**Leestekst**

☆ ☆ ☆ ☆ ☆ ☆ ☆

Artikel 25 Deelname aan de beraadslaging door anderen

  • 1. De raadscommissie kan bepalen dat anderen mogen deelnemen aan de beraadslaging.

  • 2. Een beslissing daartoe wordt op voorstel van de voorzitter of een lid genomen alvorens met de beraadslaging ten aanzien van het aan de orde zijnde agendapunt een aanvang wordt genomen.

Artikel 26 Advies

  • 1. Wanneer de voorzitter vaststelt, dat een onderwerp of voorstel voldoende is toegelicht, sluit hij de beraadslaging, tenzij de raadscommissie anders beslist.

  • 2. Nadat de beraadslaging is gesloten, beslist de raadscommissie of er een advies aan de raad wordt uitgebracht.

  • 3. Indien de raadscommissie een advies aan de raad uitbrengt beslissen de leden op voorstel van de voorzitter over de inhoud van het advies.

  • 4. In het advies worden de standpunten van alle leden opgenomen.

Hoofdstuk 5: Besloten vergadering

Artikel 27 Algemeen

  • 1. De vergaderingen van een raadscommissie zijn openbaar.

  • 2. De deuren worden gesloten wanneer de voorzitter of een lid dat nodig oordeelt. De raadscommissie beslist vervolgens of met gesloten deuren zal worden vergaderd.

  • 3. Op een besloten vergadering zijn de bepalingen van deze verordening van overeenkomstige toepassing voor zover deze bepalingen niet strijdig zijn met het besloten karakter van de vergadering.

Artikel 28 Audioverslag en besluitenlijst

  • 1. Het audioverslag van een besloten vergadering kan uitsluitend op verzoek van de leden en eventuele anderen die bij de besloten vergadering aanwezig waren, worden beluisterd.

  • 2. De besluitenlijst wordt niet verspreid, maar ligt uitsluitend voor de leden en eventuele anderen die bij de besloten vergadering aanwezig waren ter inzage.

  • 3. De besluitenlijst wordt zo spoedig mogelijk in een besloten vergadering ter vaststelling aangeboden. Tijdens deze vergadering neemt de raad een besluit over het al dan niet openbaar maken van de besluitenlijst en het audioverslag. De vastgestelde besluitenlijst wordt door de voorzitter en de griffier ondertekend.

Artikel 29 Geheimhouding

Voor de afloop van de besloten vergadering beslist de raadscommissie overeenkomstig artikel 86, eerste lid, van de Gemeentewet of omtrent de inhoud van de stukken en het verhandelde geheimhouding zal gelden. De raadscommissie kan besluiten de geheimhouding op te heffen.

Artikel 30 Opheffing geheimhouding

Indien de raad op grond van artikel 25, derde en vierde lid, van de Gemeentewet voornemens is de geheimhouding op te heffen wordt daarover, indien de raadscommissie die geheimhouding heeft opgelegd daarom verzoekt, in een besloten vergadering met de raadscommissie overleg gevoerd.

☆ ☆ ☆ ☆ ☆ ☆ ☆

**Uittreksels rijen**

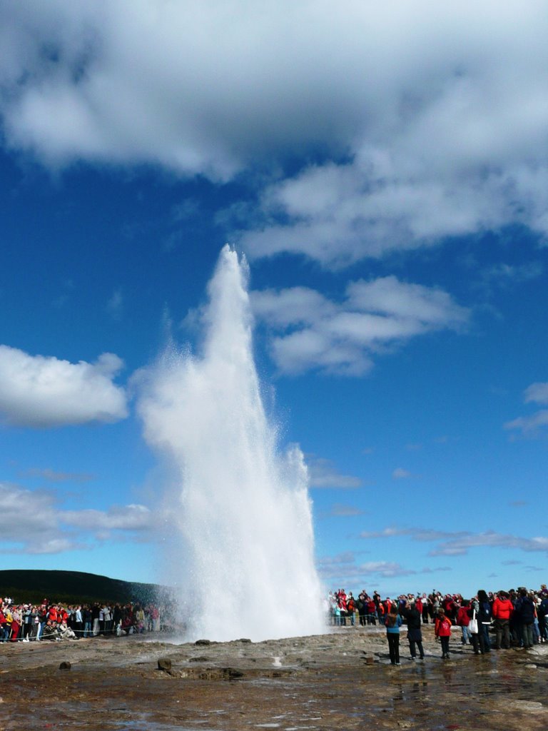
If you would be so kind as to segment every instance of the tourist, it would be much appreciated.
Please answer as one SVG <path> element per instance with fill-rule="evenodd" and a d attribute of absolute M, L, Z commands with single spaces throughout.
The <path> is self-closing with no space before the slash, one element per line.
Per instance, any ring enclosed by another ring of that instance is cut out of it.
<path fill-rule="evenodd" d="M 419 650 L 419 657 L 425 659 L 425 651 L 422 648 L 422 607 L 419 610 L 417 602 L 414 599 L 406 602 L 402 609 L 403 616 L 407 620 L 407 639 L 409 643 L 409 652 L 411 660 L 416 659 L 416 650 Z"/>
<path fill-rule="evenodd" d="M 533 647 L 533 624 L 535 621 L 535 605 L 533 599 L 528 594 L 527 589 L 519 590 L 518 599 L 516 602 L 516 616 L 521 628 L 522 647 L 529 650 Z"/>
<path fill-rule="evenodd" d="M 392 665 L 400 664 L 400 627 L 402 625 L 401 617 L 396 613 L 395 608 L 387 616 L 385 621 L 387 628 L 387 639 L 388 640 L 388 652 L 390 662 Z"/>
<path fill-rule="evenodd" d="M 462 605 L 459 607 L 457 611 L 457 625 L 460 627 L 461 632 L 463 632 L 462 643 L 463 645 L 468 645 L 471 642 L 470 635 L 468 633 L 468 626 L 470 624 L 470 615 L 468 614 L 469 609 L 470 602 L 465 599 L 463 599 Z"/>
<path fill-rule="evenodd" d="M 510 648 L 510 619 L 514 614 L 514 605 L 506 591 L 499 591 L 492 603 L 492 616 L 497 633 L 495 648 L 508 650 Z"/>
<path fill-rule="evenodd" d="M 441 643 L 441 658 L 444 660 L 449 659 L 449 637 L 451 637 L 451 620 L 446 615 L 445 610 L 440 607 L 438 610 L 438 616 L 434 623 L 434 634 L 440 638 Z"/>
<path fill-rule="evenodd" d="M 489 627 L 491 624 L 492 613 L 489 597 L 484 589 L 478 591 L 478 637 L 479 649 L 482 655 L 491 651 L 491 642 L 489 639 Z"/>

☆ ☆ ☆ ☆ ☆ ☆ ☆

**Opdrachten**
a: Wie ondertekenen volgens de leestekst over de vergaderregels van de raadscommissie de vastgestelde besluitenlijst van een besloten vergadering?
b: Zet de leestekst over de vergaderregels van de raadscommissie voort, beginnend na het laatste artikel.
De rijen zijn voor deze opdrachten niet nodig.

**Antwoorden**
a: De voorzitter en de griffier.

b:
Hoofdstuk 6: Toehoorders en pers

Artikel 31 Toehoorders en pers

  • 1. De toehoorders en vertegenwoordigers van de pers kunnen uitsluitend op de voor hen bestemde plaatsen openbare vergaderingen bijwonen.

  • 2. Het geven van tekenen van goed- of afkeuring of het op andere wijze verstoren van de orde is verboden.

  • 3. De voorzitter is bevoegd, toehoorders die op enigerlei wijze de orde van de vergadering verstoren, te doen vertrekken. Toehoorders die bij herhaling de orde in de vergadering verstoren kan hij voor ten hoogste drie maanden de toegang tot de vergadering ontzeggen.

Artikel 32 Geluid- en beeldregistraties

Degenen die in de vergaderzaal tijdens de vergadering geluid- dan wel beeldregistraties willen maken doen hiervan mededeling aan de voorzitter en gedragen zich naar zijn aanwijzingen.

Artikel 33 Verbod gebruik mobiele telefoons

In de vergaderzaal, met inbegrip van de publieke tribune, is tijdens de vergadering het gebruik, alsmede het stand-by houden van mobiele telefoons of andere communicatiemiddelen, die inbreuk kunnen maken op de orde van de vergadering zonder toestemming van de voorzitter niet toegestaan.

Hoofdstuk 7: Slotbepalingen

Artikel 34 Uitleg verordening

In de gevallen waarin deze verordening niet voorziet of bij twijfel over de toepassing van de verordening, beslist de raadscommissie op voorstel van de voorzitter.

Artikel 35 Inwerkingtreding

  • 1. Deze verordening treedt in werking op de dag nadat hij is vastgesteld.

  • 2. Op dat tijdstip vervalt de verordening op de raadscommissies, vastgesteld bij raadsbesluit van 25 oktober 2007, nr. 41, laatstelijk gewijzigd bij raadsbesluit van 23 april 2009.

Ondertekening

Vastgesteld bij raadsbesluit van 18 februari 2010.
Gepubliceerd in de Heemsteder op 24 februari 2010.